*** DATA TO PROCESS ***
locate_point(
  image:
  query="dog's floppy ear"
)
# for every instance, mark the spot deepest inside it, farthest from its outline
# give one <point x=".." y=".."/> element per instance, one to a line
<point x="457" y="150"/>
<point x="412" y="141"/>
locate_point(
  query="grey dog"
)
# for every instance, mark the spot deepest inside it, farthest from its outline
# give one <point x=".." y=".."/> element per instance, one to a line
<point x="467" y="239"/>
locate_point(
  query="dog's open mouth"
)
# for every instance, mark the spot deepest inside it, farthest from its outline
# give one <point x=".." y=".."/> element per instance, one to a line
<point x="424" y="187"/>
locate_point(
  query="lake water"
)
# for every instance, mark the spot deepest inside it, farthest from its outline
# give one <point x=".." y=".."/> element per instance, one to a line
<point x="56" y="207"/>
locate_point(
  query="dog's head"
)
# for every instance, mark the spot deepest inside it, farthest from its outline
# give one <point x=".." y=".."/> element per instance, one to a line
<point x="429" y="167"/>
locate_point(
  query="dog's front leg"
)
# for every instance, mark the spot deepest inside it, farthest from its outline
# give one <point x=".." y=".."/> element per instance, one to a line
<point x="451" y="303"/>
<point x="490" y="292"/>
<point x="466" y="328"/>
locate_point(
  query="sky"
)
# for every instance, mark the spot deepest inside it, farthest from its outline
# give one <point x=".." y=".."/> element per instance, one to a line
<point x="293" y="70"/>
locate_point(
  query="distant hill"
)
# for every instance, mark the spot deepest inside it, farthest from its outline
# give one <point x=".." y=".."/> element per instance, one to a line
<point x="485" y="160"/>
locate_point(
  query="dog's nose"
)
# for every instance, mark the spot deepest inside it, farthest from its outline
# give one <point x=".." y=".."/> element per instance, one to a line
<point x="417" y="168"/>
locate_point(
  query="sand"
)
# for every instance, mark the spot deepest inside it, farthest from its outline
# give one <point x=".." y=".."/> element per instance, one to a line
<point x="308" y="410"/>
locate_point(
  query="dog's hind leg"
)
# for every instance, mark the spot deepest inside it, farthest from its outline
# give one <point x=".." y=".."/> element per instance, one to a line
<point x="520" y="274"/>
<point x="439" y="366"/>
*** End of DATA TO PROCESS ***
= TASK OBJECTIVE =
Copy every record above out again, word for word.

= RESPONSE TO THIS TASK =
locate_point(
  image:
  query="dog's floppy ear"
)
# for every instance, mark the spot deepest inside it, farthest from its outline
# give one <point x=".." y=".."/> element per instance, one to a line
<point x="457" y="150"/>
<point x="412" y="141"/>
locate_point(
  query="grey dog"
)
# for every instance, mark the spot deepest inside it, farthest from its outline
# give one <point x=".." y=".."/> element per instance, one to a line
<point x="467" y="239"/>
locate_point(
  query="dog's open mouth"
)
# for every instance, mark the spot deepest inside it, farthest from its outline
# give one <point x=".." y=".."/> element per instance, one to a line
<point x="424" y="187"/>
locate_point(
  query="lake water"
)
# for every instance, mark the spot deepest inside it, farthest from its outline
# give one <point x=".." y=".."/> element per instance, one to a line
<point x="56" y="207"/>
locate_point(
  query="dog's head"
)
# for every instance, mark the spot deepest inside it, farthest from its outline
# give one <point x=".." y=".."/> element per instance, one to a line
<point x="429" y="167"/>
locate_point(
  query="dog's front leg"
)
# for every instance, mark the spot deepest inside it, farthest from its outline
# give one <point x=".." y=".."/> element per instance, one to a line
<point x="451" y="303"/>
<point x="490" y="292"/>
<point x="466" y="328"/>
locate_point(
  query="sky"
)
# for every instance, mark the spot deepest inside it, farthest from its outline
# give one <point x=".." y=".."/> element per instance, one to a line
<point x="293" y="70"/>
locate_point(
  query="distant hill"
)
# for every instance, mark the spot deepest inside it, farthest from its outline
# give one <point x=".." y=".."/> element per instance, one to a line
<point x="485" y="160"/>
locate_point(
  query="dog's nose"
)
# for every instance, mark the spot deepest inside it, farthest from its outline
# give one <point x=".." y=".."/> element per instance, one to a line
<point x="417" y="168"/>
locate_point(
  query="sand"
)
# for every instance, mark the spot deepest inside it, farthest from its outline
# give one <point x=".." y=".."/> element per instance, one to a line
<point x="308" y="410"/>
locate_point(
  query="dog's hind leg"
)
# for every instance, mark the spot deepest inside it, farthest from its outline
# give one <point x=".." y=".."/> element per instance, one to a line
<point x="520" y="274"/>
<point x="439" y="366"/>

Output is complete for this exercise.